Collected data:
=======
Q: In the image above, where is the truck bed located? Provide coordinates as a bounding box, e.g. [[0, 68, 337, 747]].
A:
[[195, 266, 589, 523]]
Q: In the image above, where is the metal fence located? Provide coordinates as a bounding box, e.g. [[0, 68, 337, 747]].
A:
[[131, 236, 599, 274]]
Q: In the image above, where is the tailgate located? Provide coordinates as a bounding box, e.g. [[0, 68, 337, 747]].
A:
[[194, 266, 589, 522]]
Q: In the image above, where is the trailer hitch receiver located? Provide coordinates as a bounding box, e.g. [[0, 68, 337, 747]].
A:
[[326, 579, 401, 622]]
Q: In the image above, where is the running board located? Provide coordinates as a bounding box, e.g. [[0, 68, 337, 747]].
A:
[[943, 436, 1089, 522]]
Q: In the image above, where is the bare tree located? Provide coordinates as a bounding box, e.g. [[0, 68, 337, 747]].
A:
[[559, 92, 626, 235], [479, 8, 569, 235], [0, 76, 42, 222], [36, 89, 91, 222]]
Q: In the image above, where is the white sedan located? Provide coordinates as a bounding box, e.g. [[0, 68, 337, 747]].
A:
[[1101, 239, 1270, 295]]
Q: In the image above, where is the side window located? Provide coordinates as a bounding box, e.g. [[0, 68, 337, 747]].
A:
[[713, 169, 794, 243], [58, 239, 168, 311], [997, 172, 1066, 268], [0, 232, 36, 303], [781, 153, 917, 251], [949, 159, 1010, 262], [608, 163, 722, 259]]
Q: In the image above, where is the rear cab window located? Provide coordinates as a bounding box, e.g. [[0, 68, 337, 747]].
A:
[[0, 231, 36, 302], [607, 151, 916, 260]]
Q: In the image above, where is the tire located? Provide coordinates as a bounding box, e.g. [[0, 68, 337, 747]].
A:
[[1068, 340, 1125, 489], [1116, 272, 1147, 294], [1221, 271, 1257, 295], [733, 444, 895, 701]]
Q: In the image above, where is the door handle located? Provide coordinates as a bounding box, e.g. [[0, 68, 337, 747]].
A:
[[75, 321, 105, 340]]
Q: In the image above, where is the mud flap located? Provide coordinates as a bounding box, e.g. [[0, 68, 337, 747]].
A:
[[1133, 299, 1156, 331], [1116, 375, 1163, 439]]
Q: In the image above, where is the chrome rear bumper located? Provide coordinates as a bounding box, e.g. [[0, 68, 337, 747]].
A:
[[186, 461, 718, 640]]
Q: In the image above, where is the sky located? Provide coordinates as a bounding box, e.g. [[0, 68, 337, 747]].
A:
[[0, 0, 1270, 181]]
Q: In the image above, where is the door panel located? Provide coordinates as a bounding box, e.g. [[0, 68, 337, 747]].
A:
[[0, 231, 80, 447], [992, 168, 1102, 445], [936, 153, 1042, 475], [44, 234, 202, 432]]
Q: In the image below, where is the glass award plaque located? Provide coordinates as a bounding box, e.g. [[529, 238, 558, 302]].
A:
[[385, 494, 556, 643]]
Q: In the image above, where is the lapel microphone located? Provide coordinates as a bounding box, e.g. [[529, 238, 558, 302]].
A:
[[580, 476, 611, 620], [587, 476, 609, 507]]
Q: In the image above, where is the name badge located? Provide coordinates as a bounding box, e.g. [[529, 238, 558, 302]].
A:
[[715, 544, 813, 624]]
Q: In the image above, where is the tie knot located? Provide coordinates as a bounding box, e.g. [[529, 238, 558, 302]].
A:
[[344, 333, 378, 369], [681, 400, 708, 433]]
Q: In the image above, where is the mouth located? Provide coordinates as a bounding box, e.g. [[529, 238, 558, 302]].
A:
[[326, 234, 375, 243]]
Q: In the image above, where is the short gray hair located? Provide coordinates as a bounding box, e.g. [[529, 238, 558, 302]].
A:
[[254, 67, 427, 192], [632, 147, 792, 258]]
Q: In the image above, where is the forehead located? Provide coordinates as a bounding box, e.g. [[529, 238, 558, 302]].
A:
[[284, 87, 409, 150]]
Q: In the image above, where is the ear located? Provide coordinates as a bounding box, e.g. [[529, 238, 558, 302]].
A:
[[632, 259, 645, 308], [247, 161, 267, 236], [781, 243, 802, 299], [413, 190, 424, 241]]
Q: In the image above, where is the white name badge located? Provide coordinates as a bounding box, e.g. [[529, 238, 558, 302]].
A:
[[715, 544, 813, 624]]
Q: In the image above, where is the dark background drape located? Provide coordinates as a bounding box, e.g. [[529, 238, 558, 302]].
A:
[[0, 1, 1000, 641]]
=======
● EXERCISE REQUIREMENTS: Please return each line of the items above that contains the word "white".

● WORKED ANSWER:
Q: In the image above, where is the white sedan located? Provide coordinates as a bounding box, e.g. [[0, 68, 337, 747]].
Q: In the image above, where is the white name badge located? Provide coordinates as a bounding box, e.g. [[529, 238, 558, 302]].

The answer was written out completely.